### Work instruction 1
Decide whether each statement below agrees with the report on the Calais camp. For each, answer yes or no and quote the deciding words of the report. (a) The judge in Lille exempted schools and places of worship from the partial clearance. (b) Help Refugees found about 4,000 people living in the affected area. (c) British hauliers opposed the court's judgment.
### Work instruction 2
Proceed with the report on the Calais camp, picking up after its final sentence.

### Page excerpt
##########

Demolition teams have moved in to start dismantling makeshift homes at the Calais migrant camp known as the Jungle.
ines of police vans gathered on the perimeter of the slum's southern section as migrants and refugees were told their only option now was to move.
It has been reported that tear gas was used against stone-throwers while work on bringing the camp down was underway.
A spokeswoman for the Help Refugees charity said police had blocked entrances to the sprawling camp, which is home to around 4,000 people.
She said some migrants and refugees were "bewildered and scared" as teams started tearing down tents and shacks on Monday morning.
French authorities want to relocate people from the squalid, rat-infested site to heated containers nearby or to centres around France.
The action came after a judge in Lille ruled last Thursday that a partial clearance should go ahead, apart from social spaces, including schools and places of worship.
Campaigners had called for a postponement to remove people from the slum, saying that there is not enough new accommodation for people to move to.
Save the Children said dismantling the camp will "make what was already an appalling situation for children even worse".
State authorities have said up to 1,000 people will be affected b ut aid workers say the figure is likely to be much higher.
Help Refugees said its own analysis revealed there were 3,455 people living in the affected area.
Save the Children said nearly 400 unaccompanied children who have fled war, poverty and persecution from countries including Syria, Afghanistan and Eritrea live on the site.
Some have criticised the decision to send in demolition teams, including Liberal Democrat leader Tim Farron, who said razing the camp was not the solution.
But British hauliers welcomed the court's judgment.
The Freight Transport Association (FTA) said disruption caused by migrants cost the UK freight industry an estimated £750,000 a day last year.
FTA officials said a solution needed to be found to protect the £89 billion worth of UK trade which passes through the cross-Channel ports annually.
A spokesman for Doctors of the World said its medics have been unable to enter the camp as the entrance was being blocked by police. Basic supplies and care materials were being prepared for those evicted.

##########

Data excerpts
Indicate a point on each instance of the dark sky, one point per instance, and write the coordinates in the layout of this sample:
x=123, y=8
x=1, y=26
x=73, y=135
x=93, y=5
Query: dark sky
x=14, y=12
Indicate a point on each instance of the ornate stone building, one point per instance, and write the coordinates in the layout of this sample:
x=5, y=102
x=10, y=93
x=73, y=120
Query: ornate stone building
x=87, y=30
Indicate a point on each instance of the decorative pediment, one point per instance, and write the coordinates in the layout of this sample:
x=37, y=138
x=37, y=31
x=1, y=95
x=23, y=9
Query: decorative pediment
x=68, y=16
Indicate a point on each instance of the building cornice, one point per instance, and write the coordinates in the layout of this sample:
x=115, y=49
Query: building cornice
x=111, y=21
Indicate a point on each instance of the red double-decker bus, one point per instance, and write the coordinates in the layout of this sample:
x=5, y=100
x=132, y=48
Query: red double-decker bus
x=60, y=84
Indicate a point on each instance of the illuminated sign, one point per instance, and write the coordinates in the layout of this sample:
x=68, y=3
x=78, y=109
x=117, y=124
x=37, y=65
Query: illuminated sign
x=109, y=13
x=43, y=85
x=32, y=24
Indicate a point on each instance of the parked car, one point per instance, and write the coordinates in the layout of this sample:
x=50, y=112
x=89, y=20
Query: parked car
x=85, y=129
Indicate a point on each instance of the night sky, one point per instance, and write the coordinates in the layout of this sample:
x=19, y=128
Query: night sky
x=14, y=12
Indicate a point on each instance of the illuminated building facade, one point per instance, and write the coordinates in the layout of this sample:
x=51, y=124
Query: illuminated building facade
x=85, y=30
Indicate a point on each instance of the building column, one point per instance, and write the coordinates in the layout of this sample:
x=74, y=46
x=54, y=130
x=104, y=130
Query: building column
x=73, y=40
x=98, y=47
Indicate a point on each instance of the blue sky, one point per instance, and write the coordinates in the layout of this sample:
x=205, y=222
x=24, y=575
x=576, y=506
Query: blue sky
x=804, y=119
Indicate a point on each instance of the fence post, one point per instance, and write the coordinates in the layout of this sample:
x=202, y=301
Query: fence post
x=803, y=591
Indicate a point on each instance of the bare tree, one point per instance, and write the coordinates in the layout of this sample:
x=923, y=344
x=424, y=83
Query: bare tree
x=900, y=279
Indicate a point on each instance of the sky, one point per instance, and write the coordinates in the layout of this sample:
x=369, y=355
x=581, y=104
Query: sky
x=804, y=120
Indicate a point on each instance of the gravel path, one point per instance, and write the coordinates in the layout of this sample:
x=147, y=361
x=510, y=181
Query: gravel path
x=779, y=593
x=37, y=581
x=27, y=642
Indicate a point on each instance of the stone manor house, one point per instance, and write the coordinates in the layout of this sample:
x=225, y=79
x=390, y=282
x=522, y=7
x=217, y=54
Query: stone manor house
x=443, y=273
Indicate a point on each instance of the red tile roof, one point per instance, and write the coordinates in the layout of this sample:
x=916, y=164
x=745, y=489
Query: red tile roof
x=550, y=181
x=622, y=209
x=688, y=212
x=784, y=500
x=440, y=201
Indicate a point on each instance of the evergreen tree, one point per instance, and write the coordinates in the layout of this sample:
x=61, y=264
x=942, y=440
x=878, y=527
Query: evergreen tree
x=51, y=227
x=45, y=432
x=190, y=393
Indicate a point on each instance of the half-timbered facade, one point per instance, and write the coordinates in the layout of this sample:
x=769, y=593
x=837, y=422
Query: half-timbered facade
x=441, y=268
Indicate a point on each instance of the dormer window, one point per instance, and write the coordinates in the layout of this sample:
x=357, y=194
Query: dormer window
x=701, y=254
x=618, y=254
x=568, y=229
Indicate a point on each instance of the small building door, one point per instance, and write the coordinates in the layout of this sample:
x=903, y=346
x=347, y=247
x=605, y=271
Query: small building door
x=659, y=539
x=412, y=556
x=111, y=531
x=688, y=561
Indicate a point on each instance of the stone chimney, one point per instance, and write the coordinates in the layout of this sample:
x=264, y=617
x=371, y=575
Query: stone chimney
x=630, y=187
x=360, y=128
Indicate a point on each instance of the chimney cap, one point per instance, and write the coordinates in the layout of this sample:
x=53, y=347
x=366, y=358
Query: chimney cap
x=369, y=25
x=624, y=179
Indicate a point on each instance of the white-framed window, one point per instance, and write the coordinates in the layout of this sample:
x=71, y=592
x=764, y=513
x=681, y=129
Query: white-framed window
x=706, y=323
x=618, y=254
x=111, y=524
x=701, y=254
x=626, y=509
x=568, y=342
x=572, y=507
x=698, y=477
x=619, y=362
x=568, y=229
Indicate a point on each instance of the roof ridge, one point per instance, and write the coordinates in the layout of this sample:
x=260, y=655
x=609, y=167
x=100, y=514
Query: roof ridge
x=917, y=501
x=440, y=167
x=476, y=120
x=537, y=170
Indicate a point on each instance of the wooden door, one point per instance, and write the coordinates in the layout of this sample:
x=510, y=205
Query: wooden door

##########

### Written reply 1
(a) Yes: "apart from social spaces, including schools and places of worship."
(b) No: "there were 3,455 people living in the affected area."
(c) No: "But British hauliers welcomed the court's judgment."

### Written reply 2
Its UK director, Leigh Daynes, said: "Dismantling a large part of the main Calais camp is irresponsible and inhuman. It completely ignores needs on the ground and will just traumatise people already close to the edge.
"It won't stop refugees coming to Calais nor make the thousands there already disappear. People will just be forced elsewhere to live in even more squalid conditions.
"We hope the police act proportionately, as our medics regularly treat refugees who've been injured, sometimes seriously, at their hands."
Elaine Oritz, of the Hummingbird Project, which has been supporting Calais migrants and refugees, also said volunteers were not being allowed on to the camp.
She said teams started arriving at the Jungle at around 8am, telling people that they had one hour to leave the southern section of the camp.
"The French government has said that no one should live in such inhumane conditions," she said.
"However, although conditions are bad, there is a structure and a protective aspect at the camp.
"By dispersing people elsewhere, it means all the protective factors given to the people there, including medical help, will be removed."
Human rights organisation Liberty said political leaders should not be "looking away" amid the plight of refugees at the Jungle, including unaccompanied children.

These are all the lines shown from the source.